Records shown:

******

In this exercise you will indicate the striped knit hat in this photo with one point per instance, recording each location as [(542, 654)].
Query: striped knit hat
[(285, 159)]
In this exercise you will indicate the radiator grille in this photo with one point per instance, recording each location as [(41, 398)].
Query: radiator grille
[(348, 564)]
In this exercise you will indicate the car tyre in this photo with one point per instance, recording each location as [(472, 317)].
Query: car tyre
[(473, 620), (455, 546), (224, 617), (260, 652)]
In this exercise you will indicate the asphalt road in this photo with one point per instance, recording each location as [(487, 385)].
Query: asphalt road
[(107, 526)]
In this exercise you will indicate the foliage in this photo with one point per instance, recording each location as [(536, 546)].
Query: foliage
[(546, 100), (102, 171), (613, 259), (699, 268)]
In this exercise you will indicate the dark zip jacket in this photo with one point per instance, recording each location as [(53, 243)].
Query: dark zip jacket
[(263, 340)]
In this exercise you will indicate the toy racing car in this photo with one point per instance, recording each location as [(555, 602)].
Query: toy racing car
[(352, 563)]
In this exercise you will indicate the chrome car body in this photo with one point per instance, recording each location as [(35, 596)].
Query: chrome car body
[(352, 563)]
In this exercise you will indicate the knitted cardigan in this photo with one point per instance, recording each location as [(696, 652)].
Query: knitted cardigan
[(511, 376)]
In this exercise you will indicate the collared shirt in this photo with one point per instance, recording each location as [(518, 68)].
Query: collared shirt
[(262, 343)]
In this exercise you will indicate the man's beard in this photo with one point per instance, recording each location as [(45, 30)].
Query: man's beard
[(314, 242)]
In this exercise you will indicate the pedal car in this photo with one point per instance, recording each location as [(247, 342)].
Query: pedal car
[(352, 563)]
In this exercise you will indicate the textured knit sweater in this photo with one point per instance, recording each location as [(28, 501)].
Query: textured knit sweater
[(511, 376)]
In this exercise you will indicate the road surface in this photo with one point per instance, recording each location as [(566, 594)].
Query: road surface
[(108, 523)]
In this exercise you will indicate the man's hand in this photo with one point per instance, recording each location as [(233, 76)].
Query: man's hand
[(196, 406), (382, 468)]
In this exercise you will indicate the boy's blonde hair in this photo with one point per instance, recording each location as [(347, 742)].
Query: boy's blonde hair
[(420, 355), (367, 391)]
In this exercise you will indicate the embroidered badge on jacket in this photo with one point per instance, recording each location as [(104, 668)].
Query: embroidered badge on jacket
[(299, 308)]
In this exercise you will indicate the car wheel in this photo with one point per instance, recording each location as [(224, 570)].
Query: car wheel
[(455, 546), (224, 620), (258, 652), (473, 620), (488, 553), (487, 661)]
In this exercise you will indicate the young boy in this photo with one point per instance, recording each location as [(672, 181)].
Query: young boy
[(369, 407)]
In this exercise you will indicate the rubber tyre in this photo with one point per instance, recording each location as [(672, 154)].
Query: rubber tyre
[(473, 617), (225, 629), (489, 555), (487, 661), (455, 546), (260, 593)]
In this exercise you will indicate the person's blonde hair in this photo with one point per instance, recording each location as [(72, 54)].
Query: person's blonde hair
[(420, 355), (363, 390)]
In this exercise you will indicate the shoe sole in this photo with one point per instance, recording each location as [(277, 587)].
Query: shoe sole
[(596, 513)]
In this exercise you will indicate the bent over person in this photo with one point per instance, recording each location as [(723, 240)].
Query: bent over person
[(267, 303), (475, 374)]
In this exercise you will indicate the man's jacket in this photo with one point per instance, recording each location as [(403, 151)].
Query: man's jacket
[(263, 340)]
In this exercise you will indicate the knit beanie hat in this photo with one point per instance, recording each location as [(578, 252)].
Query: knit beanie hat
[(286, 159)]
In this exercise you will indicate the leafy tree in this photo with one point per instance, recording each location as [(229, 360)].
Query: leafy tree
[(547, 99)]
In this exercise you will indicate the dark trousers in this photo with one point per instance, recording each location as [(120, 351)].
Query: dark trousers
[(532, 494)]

******

Exercise aim: Convert all the entries above into a two-column CSV with the headers entry_text and answer, one row per entry. Put each value in a single quoted field and replace any line breaks with spaces.

Reply:
entry_text,answer
"In this exercise you will indicate the striped knit hat in this photo with one point per instance, recording each location as [(542, 654)]. Query: striped knit hat","[(285, 159)]"
"In this exercise you will indicate the radiator grille in this photo with one point per instance, recording each location as [(41, 398)]. Query: radiator grille","[(348, 564)]"
"In this exercise you will indicate the car tyre in this photo with one point per instance, recording each location as [(472, 317)]. Query: car tyre","[(473, 620), (455, 546), (224, 617), (260, 652)]"
"In this exercise you will indicate the asphalt road in this photo with one point per instance, recording each location as [(487, 385)]. Query: asphalt road","[(107, 526)]"
"In this exercise you will indicate the foliage in this photo with one point per instance, recording each location as [(536, 546)]. Query: foliage","[(546, 100), (102, 171), (613, 259), (699, 268)]"
"In this exercise you will indicate the dark zip jacket in this photo with one point per instance, recording each location as [(53, 243)]. Query: dark zip jacket","[(263, 340)]"
"In this exercise you will indicate the toy racing car in this photo with one point per instance, recording each location as [(555, 602)]. Query: toy racing car","[(352, 563)]"
"In this exercise you will indicate the chrome car body in this photo with one point per instance, recording each location as [(35, 596)]. Query: chrome car body","[(352, 563)]"
"In this exercise you will indicate the knitted cardigan in this photo with one point per instance, recording each location as [(696, 652)]. Query: knitted cardigan","[(511, 376)]"
"In this exercise you will indicate the collared shirt in this photo with one point per instance, recording each location as [(518, 68)]. Query: collared shirt","[(262, 343)]"
"In this exercise you will indicate the man's beard in this photo with one point per instance, recording each location as [(45, 30)]. Query: man's beard","[(314, 242)]"
"In this exercise you will indicate the pedal car in this photo with one point per instance, recording each location as [(247, 342)]. Query: pedal car","[(352, 563)]"
"In this exercise you will indicate the textured knit sweater in this photo with one point per instance, recording each location as [(28, 501)]. Query: textured knit sweater","[(511, 376)]"
"In this exercise you will indicate the road surface in this photo with one point per instance, recording each location as [(566, 594)]. Query: road surface","[(108, 523)]"
"In this exercise you will indicate the man's hand in this photo with one point per instance, recording each location as [(233, 76)]. Query: man's hand","[(196, 406), (382, 468)]"
"In this exercise you will indicate the boy's blonde hair in this photo with one point per instance, recording each location as [(347, 742)]. Query: boy's blonde hair","[(420, 355), (367, 391)]"
"In this exercise you will indicate the embroidered badge on jacket in this photo with one point per instance, recording each location as [(104, 668)]. Query: embroidered badge on jacket","[(299, 308)]"
"In this exercise you will indicate the car wheel in this photo with one point per instance, recording each location as [(224, 570)]. Query: car wheel","[(455, 546), (224, 620), (258, 652), (473, 620), (488, 553), (487, 661)]"
"In this exercise you will indicate the young boy in this photo with one point per instance, recording each location as [(672, 181)]. Query: young boy","[(369, 407)]"
"In this exercise you will indicate the rubber tyre in this photo with one point per instance, recording each location as [(672, 154)]. Query: rubber tyre","[(473, 617), (225, 629), (489, 555), (487, 661), (455, 546), (260, 593)]"
"In this exercise you will indicate the person's blonde hair in this photo with one point per instance, recording each location as [(72, 54)]. Query: person's blonde hair","[(420, 355), (363, 390)]"
"In this exercise you will indicate the shoe sole in this photo with one point per instance, recording each location as [(277, 587)]. Query: shoe sole","[(596, 513)]"
"In this exercise you will indicate the bent over person in this photo with one point per instance, recording each location as [(723, 240)]. Query: bent over person","[(267, 303), (475, 374)]"
"In this exercise you will indicate the man's jacket in this photo with one point per instance, recording each location as [(403, 151)]. Query: man's jacket","[(263, 340)]"
"In this exercise you will indicate the knit beanie hat in this photo with one point per instance, recording each location as [(578, 252)]. Query: knit beanie hat","[(286, 159)]"
"In this exercise you will indicate the leafy tree in this photo with one point per instance, recording each location as [(229, 360)]. Query: leafy tree","[(547, 99)]"
"In this exercise you will indicate the dark trousers in this photo with one point per instance, recording each location as [(120, 351)]. Query: dark trousers","[(532, 494)]"